▶ **EXCERPTED TEXT**:
++++++++
Typical @ Edfringe 2019

NOUVEAU RICHE, SOHO THEATRE & HOME, MANCHESTER PRESENT

TYPICAL

BY RYAN CALAIS CAMERON

A life fighting for his country in a society fighting against him 

Edinburgh Festival Fringe Wednesday 31 July – Sunday 25 August (not 13), 16:30 (60mins) Pleasance Courtyard, Pleasance Beneath. 14+ Press night: Saturday 3 August Captioned performance: Thursday 22 August 

From Nouveau Riche, the makers of 2018 hit Queens of Sheba, comes this powerful new play by Ryan Calais Cameron, directed by Anastasia Osei-Kuffour, confronting the daily tensions experienced by Black men as they negotiate life, while constantly feeling like their own lives are on the line. 

Typical uncovers the man and the humanity behind the tragic real-life story of Christopher Alder, a Black British, ex-serviceman. Challenging traditional conceptions of Black manhood, Typical is a one-person show that highlights the crisis of identity consuming Britain today and challenges how far race relations in the UK have changed in the twenty years since Christopher’s story emerged.

How do you feel about bringing your work to Edinburgh for the Fringe: you had success last year, but do you find it a rewarding experience?
++++++++
▶ **LISTED ENTRIES**:

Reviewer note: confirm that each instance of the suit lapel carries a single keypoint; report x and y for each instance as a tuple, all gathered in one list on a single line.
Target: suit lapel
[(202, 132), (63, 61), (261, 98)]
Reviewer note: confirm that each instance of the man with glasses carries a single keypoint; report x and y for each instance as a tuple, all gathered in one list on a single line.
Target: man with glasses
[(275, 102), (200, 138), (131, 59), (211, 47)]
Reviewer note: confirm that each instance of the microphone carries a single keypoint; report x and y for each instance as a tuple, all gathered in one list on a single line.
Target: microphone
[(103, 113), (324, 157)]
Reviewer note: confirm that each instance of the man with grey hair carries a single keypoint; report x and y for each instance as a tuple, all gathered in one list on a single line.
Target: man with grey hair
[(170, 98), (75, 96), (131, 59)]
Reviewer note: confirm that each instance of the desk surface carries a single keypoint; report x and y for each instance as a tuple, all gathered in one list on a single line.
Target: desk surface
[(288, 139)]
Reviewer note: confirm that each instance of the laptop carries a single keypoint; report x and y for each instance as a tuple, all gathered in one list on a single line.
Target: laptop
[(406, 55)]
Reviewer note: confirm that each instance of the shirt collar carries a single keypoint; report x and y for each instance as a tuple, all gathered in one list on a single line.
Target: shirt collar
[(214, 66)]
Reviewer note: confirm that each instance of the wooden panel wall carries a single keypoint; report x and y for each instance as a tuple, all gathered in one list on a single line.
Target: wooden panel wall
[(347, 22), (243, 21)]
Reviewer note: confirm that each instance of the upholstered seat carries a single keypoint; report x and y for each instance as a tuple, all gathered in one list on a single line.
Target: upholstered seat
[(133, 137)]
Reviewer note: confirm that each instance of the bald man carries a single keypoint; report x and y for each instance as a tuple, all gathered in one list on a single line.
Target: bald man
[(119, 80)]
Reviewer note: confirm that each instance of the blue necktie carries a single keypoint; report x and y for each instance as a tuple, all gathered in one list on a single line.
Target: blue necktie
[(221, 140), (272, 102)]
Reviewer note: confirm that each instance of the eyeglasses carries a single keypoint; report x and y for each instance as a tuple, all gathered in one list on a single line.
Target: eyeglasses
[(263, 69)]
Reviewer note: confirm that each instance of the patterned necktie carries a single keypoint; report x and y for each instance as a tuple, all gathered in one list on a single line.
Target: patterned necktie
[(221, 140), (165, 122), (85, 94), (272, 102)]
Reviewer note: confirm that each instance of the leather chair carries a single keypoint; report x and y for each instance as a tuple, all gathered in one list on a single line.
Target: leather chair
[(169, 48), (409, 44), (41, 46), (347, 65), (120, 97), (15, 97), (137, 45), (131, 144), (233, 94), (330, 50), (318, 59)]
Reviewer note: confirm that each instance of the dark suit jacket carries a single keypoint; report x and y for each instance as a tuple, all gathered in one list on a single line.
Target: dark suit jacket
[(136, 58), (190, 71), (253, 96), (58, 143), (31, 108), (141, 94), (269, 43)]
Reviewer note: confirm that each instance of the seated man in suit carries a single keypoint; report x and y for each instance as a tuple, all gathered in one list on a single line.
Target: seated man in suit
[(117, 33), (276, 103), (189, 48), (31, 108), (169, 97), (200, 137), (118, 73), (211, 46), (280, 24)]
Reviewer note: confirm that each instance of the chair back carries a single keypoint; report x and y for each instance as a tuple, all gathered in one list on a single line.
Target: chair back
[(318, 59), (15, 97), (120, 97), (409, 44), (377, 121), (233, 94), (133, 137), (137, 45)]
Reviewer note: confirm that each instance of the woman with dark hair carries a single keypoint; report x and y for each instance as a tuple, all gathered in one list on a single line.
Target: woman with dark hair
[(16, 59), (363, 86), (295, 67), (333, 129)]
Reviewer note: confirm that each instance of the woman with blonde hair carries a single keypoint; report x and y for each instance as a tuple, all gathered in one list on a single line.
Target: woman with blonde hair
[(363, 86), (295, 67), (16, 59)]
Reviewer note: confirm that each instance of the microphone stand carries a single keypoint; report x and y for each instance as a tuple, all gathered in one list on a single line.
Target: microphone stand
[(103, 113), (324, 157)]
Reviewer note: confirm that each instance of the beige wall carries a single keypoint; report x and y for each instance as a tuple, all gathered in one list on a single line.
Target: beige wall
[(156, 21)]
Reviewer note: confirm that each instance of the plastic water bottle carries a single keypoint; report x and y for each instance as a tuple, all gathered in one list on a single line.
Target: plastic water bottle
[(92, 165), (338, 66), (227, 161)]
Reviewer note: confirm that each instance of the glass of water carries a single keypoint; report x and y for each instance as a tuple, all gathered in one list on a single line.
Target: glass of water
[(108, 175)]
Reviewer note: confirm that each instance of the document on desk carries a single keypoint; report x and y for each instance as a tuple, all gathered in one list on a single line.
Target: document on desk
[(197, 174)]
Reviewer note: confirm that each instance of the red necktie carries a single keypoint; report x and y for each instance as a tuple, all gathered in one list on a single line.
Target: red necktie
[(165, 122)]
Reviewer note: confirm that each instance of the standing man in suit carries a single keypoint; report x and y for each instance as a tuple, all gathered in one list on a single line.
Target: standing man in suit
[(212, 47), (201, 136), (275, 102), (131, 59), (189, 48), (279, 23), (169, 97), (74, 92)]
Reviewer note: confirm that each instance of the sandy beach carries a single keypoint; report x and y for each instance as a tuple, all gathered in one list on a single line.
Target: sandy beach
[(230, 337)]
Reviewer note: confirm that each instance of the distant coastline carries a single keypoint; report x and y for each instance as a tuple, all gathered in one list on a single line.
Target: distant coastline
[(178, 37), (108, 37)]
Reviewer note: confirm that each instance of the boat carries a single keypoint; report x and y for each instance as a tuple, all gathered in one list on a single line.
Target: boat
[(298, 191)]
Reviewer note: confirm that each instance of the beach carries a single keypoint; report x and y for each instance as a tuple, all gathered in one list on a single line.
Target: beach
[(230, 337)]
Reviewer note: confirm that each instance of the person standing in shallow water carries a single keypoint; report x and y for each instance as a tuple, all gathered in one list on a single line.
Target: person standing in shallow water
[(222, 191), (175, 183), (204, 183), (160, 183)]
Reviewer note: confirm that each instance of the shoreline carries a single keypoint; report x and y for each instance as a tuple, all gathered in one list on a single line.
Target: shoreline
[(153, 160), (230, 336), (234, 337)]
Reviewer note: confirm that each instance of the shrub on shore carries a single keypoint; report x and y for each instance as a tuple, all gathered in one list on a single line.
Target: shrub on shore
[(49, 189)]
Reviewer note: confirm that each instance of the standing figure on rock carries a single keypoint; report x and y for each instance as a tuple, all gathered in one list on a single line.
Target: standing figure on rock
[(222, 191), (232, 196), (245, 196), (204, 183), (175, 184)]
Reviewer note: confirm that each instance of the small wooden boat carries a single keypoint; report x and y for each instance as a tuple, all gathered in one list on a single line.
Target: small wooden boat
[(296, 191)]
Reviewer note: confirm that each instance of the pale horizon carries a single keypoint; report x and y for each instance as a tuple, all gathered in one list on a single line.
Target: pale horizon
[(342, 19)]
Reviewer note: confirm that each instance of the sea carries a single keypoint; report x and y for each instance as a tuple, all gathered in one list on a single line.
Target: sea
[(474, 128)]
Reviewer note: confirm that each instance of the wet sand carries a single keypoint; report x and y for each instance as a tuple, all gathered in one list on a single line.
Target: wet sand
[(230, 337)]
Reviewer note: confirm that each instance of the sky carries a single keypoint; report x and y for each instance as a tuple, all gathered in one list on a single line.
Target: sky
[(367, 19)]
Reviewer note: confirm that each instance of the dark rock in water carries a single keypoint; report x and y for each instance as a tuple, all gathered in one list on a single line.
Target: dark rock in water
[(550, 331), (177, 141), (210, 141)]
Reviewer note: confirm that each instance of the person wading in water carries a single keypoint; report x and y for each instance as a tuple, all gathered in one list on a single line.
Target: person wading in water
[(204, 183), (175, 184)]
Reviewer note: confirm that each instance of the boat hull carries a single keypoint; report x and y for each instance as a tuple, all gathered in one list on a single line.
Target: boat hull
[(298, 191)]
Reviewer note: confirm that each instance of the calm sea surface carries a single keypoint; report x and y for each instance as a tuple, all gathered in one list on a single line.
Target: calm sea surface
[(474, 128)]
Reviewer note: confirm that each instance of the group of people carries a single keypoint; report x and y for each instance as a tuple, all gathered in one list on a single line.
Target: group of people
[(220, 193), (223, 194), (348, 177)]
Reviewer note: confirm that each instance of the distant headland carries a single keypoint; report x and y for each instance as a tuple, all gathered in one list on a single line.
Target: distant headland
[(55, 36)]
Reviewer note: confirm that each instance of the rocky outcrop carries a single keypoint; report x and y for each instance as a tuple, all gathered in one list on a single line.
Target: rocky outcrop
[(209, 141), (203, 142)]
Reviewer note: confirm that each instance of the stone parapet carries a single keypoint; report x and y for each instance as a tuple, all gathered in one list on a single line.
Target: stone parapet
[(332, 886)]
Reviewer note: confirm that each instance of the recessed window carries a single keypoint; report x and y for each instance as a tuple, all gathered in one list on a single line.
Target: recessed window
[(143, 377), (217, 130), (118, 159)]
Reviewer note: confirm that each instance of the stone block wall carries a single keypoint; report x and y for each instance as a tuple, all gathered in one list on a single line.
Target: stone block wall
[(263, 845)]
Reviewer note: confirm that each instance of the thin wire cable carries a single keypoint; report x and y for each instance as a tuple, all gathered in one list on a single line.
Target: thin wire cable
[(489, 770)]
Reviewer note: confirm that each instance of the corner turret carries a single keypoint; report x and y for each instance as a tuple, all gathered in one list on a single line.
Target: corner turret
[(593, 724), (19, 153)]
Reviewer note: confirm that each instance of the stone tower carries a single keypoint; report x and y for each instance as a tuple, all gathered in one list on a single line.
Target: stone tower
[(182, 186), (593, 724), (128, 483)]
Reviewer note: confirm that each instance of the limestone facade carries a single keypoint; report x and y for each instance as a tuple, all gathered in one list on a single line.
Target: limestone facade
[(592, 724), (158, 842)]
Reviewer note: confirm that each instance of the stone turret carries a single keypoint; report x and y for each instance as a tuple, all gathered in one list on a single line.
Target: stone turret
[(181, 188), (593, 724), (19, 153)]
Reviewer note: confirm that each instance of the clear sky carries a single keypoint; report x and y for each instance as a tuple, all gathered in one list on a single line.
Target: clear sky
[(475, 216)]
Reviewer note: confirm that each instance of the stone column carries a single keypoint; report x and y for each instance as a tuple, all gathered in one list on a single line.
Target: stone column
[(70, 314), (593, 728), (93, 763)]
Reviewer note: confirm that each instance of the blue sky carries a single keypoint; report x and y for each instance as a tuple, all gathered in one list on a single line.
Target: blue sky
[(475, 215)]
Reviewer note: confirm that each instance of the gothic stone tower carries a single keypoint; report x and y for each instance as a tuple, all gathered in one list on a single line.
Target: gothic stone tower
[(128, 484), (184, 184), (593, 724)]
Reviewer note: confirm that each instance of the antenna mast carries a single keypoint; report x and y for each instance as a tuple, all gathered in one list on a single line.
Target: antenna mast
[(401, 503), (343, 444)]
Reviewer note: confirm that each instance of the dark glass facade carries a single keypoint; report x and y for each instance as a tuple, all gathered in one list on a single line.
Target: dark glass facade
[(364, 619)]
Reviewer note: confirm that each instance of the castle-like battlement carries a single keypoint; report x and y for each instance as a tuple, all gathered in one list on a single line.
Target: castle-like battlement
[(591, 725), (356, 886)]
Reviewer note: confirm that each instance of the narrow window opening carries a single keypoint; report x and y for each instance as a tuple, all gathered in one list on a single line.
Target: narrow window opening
++++++++
▶ **INSTRUCTIONS**:
**A.** Convert the stretch of the records from their start through the line containing "[(202, 132), (63, 61), (261, 98)]" into a Markdown table with the columns Row and Line, leaving out blank lines.
**B.** Continue the listing for the play Typical from where it stops.
The play listing and the records have no connection to each other.

▶ **RESULTS**:
**A.**
| Row | Line |
|---|---|
| 1 | Reviewer note: confirm that each instance of the suit lapel carries a single keypoint; report x and y for each instance as a tuple, all gathered in one list on a single line. |
| 2 | Target: suit lapel |
| 3 | [(202, 132), (63, 61), (261, 98)] |

**B.**
Edinburgh Fringe is the biggest fringe festival on the planet. If you can make there you can make it anywhere haha. Last year we (My company Nouveau Riche) brought up our show Queens of Sheba despite a number of people warning us that they didn’t think The Edfest audiences (being predominately White) would get/appreciate our work. I had a strong believe that art is art and if it works it works and it worked. Win lose or draw, what better place to try new work out that the epicentre of the fringe universe?

The inspiration for the script seems to come from a real life story: what was it about this particular story that encouraged you to write a play about it?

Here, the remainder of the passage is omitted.